▶ **Try it**
Send back every line of the data exactly.

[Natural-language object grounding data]
◇ ◇ ◇ ◇
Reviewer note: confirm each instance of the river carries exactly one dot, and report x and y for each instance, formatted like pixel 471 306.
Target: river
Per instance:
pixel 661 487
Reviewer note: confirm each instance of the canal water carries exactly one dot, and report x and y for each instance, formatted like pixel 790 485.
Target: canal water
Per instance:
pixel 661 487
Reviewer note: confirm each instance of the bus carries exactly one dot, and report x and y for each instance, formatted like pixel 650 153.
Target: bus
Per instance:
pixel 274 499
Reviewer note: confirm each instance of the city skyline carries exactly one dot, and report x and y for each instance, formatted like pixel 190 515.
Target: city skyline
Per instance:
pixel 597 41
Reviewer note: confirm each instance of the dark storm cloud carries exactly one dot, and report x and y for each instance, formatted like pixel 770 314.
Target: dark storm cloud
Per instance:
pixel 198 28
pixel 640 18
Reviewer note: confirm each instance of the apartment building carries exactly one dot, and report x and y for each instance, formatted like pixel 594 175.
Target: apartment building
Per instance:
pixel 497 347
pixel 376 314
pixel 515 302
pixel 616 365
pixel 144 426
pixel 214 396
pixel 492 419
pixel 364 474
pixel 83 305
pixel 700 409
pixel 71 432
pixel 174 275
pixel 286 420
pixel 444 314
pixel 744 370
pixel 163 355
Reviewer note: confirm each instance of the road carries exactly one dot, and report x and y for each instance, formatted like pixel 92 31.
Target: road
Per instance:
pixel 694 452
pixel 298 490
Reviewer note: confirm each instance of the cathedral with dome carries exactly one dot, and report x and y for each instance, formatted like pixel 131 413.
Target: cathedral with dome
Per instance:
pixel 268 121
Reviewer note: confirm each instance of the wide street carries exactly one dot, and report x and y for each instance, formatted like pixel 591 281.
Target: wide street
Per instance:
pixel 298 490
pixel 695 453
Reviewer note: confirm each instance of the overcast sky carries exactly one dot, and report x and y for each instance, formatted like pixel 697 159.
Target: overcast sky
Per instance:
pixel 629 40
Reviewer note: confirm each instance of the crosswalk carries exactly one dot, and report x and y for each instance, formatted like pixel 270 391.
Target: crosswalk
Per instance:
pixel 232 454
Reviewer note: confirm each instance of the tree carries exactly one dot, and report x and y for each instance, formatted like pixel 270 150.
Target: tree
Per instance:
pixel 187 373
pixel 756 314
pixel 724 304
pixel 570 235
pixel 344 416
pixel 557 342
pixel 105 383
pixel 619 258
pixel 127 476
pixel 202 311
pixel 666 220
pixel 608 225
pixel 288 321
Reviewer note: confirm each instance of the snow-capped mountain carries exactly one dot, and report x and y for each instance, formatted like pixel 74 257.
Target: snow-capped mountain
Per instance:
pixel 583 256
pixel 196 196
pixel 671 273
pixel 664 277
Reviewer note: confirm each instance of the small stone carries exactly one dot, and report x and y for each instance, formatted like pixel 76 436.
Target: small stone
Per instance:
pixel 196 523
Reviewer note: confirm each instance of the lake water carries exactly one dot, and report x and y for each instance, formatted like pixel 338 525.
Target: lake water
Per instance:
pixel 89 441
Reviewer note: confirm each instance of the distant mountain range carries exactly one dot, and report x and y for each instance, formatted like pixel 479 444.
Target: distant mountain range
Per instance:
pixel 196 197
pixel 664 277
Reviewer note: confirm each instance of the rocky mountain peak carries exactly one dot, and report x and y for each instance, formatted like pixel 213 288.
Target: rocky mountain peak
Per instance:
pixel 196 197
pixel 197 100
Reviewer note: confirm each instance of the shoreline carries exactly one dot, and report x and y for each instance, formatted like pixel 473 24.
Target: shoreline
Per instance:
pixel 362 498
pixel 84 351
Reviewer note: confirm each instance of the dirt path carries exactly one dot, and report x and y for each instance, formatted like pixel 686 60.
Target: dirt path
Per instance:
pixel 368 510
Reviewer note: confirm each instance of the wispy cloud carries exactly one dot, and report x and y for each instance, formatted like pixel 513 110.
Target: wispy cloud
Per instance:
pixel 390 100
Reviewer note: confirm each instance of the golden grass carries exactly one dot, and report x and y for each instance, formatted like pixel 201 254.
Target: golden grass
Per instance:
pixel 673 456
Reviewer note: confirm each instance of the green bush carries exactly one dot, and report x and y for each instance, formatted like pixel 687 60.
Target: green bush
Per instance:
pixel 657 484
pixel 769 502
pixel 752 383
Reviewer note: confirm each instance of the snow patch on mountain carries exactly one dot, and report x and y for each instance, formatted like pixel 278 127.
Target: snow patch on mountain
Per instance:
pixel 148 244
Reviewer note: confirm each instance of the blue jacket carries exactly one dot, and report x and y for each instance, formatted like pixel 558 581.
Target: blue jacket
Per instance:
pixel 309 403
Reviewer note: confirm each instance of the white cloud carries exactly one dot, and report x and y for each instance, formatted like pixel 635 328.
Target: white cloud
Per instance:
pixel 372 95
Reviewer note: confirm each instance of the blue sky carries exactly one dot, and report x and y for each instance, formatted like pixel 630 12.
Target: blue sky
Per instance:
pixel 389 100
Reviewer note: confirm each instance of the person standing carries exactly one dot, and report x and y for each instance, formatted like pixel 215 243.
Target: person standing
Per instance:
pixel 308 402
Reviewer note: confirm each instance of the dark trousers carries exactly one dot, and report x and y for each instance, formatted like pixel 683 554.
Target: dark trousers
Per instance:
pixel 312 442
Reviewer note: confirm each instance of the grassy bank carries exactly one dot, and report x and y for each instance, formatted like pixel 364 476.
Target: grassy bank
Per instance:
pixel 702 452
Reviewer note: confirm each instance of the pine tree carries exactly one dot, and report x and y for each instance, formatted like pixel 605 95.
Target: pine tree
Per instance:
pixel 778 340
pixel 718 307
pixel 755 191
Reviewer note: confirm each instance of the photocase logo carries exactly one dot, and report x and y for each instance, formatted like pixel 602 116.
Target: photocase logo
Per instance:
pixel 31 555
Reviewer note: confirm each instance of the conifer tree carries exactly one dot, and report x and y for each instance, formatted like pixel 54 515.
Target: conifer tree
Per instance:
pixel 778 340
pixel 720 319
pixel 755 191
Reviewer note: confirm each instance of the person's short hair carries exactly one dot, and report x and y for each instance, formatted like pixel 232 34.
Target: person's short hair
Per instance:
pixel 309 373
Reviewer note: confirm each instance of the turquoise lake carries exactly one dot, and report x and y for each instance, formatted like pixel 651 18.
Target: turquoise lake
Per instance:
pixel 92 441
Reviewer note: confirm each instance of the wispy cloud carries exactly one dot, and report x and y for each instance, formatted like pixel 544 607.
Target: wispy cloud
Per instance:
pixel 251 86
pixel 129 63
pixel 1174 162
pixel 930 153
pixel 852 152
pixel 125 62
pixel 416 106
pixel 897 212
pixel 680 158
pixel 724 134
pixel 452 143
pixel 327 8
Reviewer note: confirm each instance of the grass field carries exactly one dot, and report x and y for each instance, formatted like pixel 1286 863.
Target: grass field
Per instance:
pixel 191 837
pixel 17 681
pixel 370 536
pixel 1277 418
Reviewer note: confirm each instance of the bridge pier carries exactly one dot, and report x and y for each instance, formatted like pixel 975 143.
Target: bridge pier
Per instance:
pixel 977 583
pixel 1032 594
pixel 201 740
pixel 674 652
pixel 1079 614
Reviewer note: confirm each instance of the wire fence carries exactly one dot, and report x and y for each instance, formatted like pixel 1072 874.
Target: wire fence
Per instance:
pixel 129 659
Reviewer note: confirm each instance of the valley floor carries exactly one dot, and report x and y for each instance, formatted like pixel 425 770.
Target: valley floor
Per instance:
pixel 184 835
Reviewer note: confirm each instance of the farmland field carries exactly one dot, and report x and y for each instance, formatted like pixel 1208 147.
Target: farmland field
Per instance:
◇ ◇ ◇ ◇
▶ **Finished task**
Reviewer note: confirm each instance of the river carries exactly one dot, and report x and y for each instance, formatted like pixel 471 306.
Target: river
Per instance:
pixel 661 487
Reviewer note: confirm each instance of the canal water carries exactly one dot, and report x and y for each instance, formatted like pixel 790 485.
Target: canal water
Per instance:
pixel 661 487
Reviewer note: confirm each instance of the bus carries exactly one dot, and report x and y for each instance, formatted like pixel 650 153.
Target: bus
Per instance:
pixel 274 499
Reviewer note: confirm each instance of the city skyline carries exactly one dot, and report x and y for each instance, formatted like pixel 190 515.
Target: city skyline
Per instance:
pixel 597 41
Reviewer note: confirm each instance of the dark storm cloud carries exactly one dot, and report x and y for each instance, formatted like pixel 770 314.
Target: dark storm cloud
Per instance:
pixel 198 28
pixel 640 18
Reviewer note: confirm each instance of the apartment building carries exactly one dot, and report x and y for each instance, formatted like pixel 594 175.
Target: apartment building
Per instance:
pixel 497 347
pixel 376 314
pixel 515 302
pixel 616 365
pixel 144 426
pixel 214 396
pixel 492 419
pixel 364 474
pixel 83 305
pixel 700 409
pixel 71 432
pixel 174 275
pixel 286 420
pixel 444 314
pixel 744 370
pixel 163 355
Reviewer note: confirm each instance of the road carries exactly one dot, and report x and y for each instance, formatted like pixel 92 31.
Target: road
Per instance:
pixel 694 452
pixel 298 490
Reviewer note: confirm each instance of the cathedral with dome carries exactly one dot, and report x and y for each instance, formatted like pixel 131 413.
Target: cathedral with dome
Per instance:
pixel 268 121
Reviewer note: confirm each instance of the wide street carries exactly one dot, and report x and y for each instance, formatted like pixel 591 281.
Target: wide street
Per instance:
pixel 298 490
pixel 695 453
Reviewer note: confirm each instance of the overcast sky carries exactly one dot, and report x and y for each instance, formatted like pixel 697 159.
Target: overcast sky
Per instance:
pixel 629 40
Reviewer note: confirm each instance of the crosswalk carries exactly one dot, and report x and y for each instance, formatted like pixel 270 391.
Target: crosswalk
Per instance:
pixel 232 454
Reviewer note: confirm each instance of the tree carries exactly one dot, and report x and y for each instance, formatted like pixel 270 150.
Target: tree
Per instance:
pixel 187 373
pixel 756 314
pixel 724 304
pixel 570 235
pixel 344 416
pixel 557 342
pixel 105 383
pixel 619 258
pixel 127 476
pixel 202 311
pixel 666 220
pixel 608 225
pixel 288 321
Reviewer note: confirm each instance of the snow-capped mountain carries exactly one dot, and report x and y for each instance, formatted like pixel 74 257.
Target: snow-capped mountain
Per instance:
pixel 583 256
pixel 196 196
pixel 671 273
pixel 664 277
Reviewer note: confirm each instance of the small stone carries exactly one dot, and report x and y for each instance, formatted like pixel 76 436.
Target: small stone
Per instance:
pixel 196 523
Reviewer note: confirm each instance of the lake water carries exactly one dot, and report x and y for each instance, formatted like pixel 338 525.
Target: lake water
Per instance:
pixel 89 441
Reviewer note: confirm each instance of the distant mountain range carries exactly one dot, and report x and y for each instance, formatted like pixel 479 444.
Target: distant mountain range
Per instance:
pixel 196 197
pixel 664 277
Reviewer note: confirm each instance of the rocky mountain peak carries exactly one dot, and report x and y for each instance, formatted like pixel 213 288.
Target: rocky mountain peak
Per instance:
pixel 196 197
pixel 197 100
Reviewer note: confirm each instance of the shoreline carries exactly one dot, and report x and y for each instance, formatted like pixel 473 24.
Target: shoreline
Per instance:
pixel 362 498
pixel 84 351
Reviewer note: confirm each instance of the dirt path carries exactly one dot, and report x and y for each instance, formatted like pixel 686 60.
Target: dirt path
Per instance:
pixel 368 510
Reviewer note: confirm each instance of the wispy cloud carries exactly one dot, and report x and y for each instance, formatted like pixel 513 110.
Target: wispy cloud
Per instance:
pixel 390 100
Reviewer note: confirm each instance of the golden grass carries exactly one dot, and report x and y for each instance, formatted like pixel 201 254.
Target: golden grass
Per instance:
pixel 673 456
Reviewer note: confirm each instance of the green bush carries exactly one dot, and report x and y for each instance, formatted like pixel 687 60.
Target: green bush
Per instance:
pixel 657 484
pixel 769 502
pixel 752 383
Reviewer note: confirm each instance of the snow patch on mountain carries exactly one dot, and report x and y for each instance, formatted like pixel 278 127.
Target: snow patch on mountain
Per instance:
pixel 148 244
Reviewer note: confirm each instance of the blue jacket carries exactly one dot, and report x and y for each instance, formatted like pixel 558 581.
Target: blue jacket
Per instance:
pixel 309 403
Reviewer note: confirm each instance of the white cloud carries exactly one dot, and report x and y for each instance, formatted like pixel 635 328.
Target: white cloud
Per instance:
pixel 372 95
Reviewer note: confirm each instance of the blue sky carries exactly one dot, and report x and y for each instance, formatted like pixel 630 12.
Target: blue sky
Per instance:
pixel 389 100
Reviewer note: confirm each instance of the person standing carries exactly one dot, and report x and y for each instance, formatted like pixel 215 243.
Target: person standing
Per instance:
pixel 308 402
Reviewer note: confirm each instance of the dark trousers carries exactly one dot, and report x and y for each instance, formatted like pixel 683 554.
Target: dark trousers
Per instance:
pixel 312 442
Reviewer note: confirm each instance of the grassy bank carries exactly one dot, and report x and y for each instance, formatted like pixel 364 476.
Target: grassy bank
Per instance:
pixel 702 452
Reviewer note: confirm each instance of the pine tree carries exactly one dot, and report x and y for each instance, formatted like pixel 605 95.
Target: pine tree
Per instance:
pixel 778 340
pixel 718 307
pixel 755 191
Reviewer note: confirm each instance of the photocase logo carries exactly one dot, and report x and y for each instance, formatted like pixel 602 116.
Target: photocase logo
Per instance:
pixel 31 555
Reviewer note: confirm each instance of the conifer tree carries exactly one dot, and report x and y for each instance, formatted like pixel 54 515.
Target: conifer tree
Per instance:
pixel 778 340
pixel 720 319
pixel 755 191
Reviewer note: confirm each instance of the person's short hair carries exactly one dot, and report x and y for each instance, formatted like pixel 232 34.
Target: person's short hair
Per instance:
pixel 309 373
Reviewer note: confirm each instance of the turquoise lake carries exactly one dot, and report x and y for each instance, formatted like pixel 651 18.
Target: turquoise lake
Per instance:
pixel 92 441
Reviewer note: confirm each instance of the wispy cloud carries exactly one dot, and report x and y for each instance, formatted like pixel 544 607.
Target: wispy cloud
Per instance:
pixel 251 86
pixel 129 63
pixel 1174 162
pixel 930 153
pixel 852 152
pixel 125 62
pixel 416 106
pixel 897 212
pixel 680 158
pixel 724 134
pixel 452 143
pixel 327 8
Reviewer note: confirm each instance of the grass field carries exactly one dot, and report x and y for each instance, formatted like pixel 1286 863.
Target: grass field
Per instance:
pixel 191 837
pixel 17 681
pixel 370 536
pixel 1277 418
Reviewer note: confirm each instance of the bridge pier carries exactly one dot, and report x and y for each instance, formatted like pixel 975 143.
Target: bridge pier
Per instance:
pixel 977 583
pixel 1032 594
pixel 201 740
pixel 674 652
pixel 1079 614
Reviewer note: confirm each instance of the wire fence carries exactly one dot, and report x and y for each instance, formatted like pixel 1072 874.
Target: wire fence
Per instance:
pixel 129 659
Reviewer note: confirm each instance of the valley floor carries exactly one dot, and report x and y for each instance, formatted like pixel 425 770.
Target: valley floor
Per instance:
pixel 184 835
Reviewer note: confirm each instance of the farmland field carries exactly one dot, and report x and y for each instance, formatted like pixel 1208 147.
Target: farmland field
Per instance:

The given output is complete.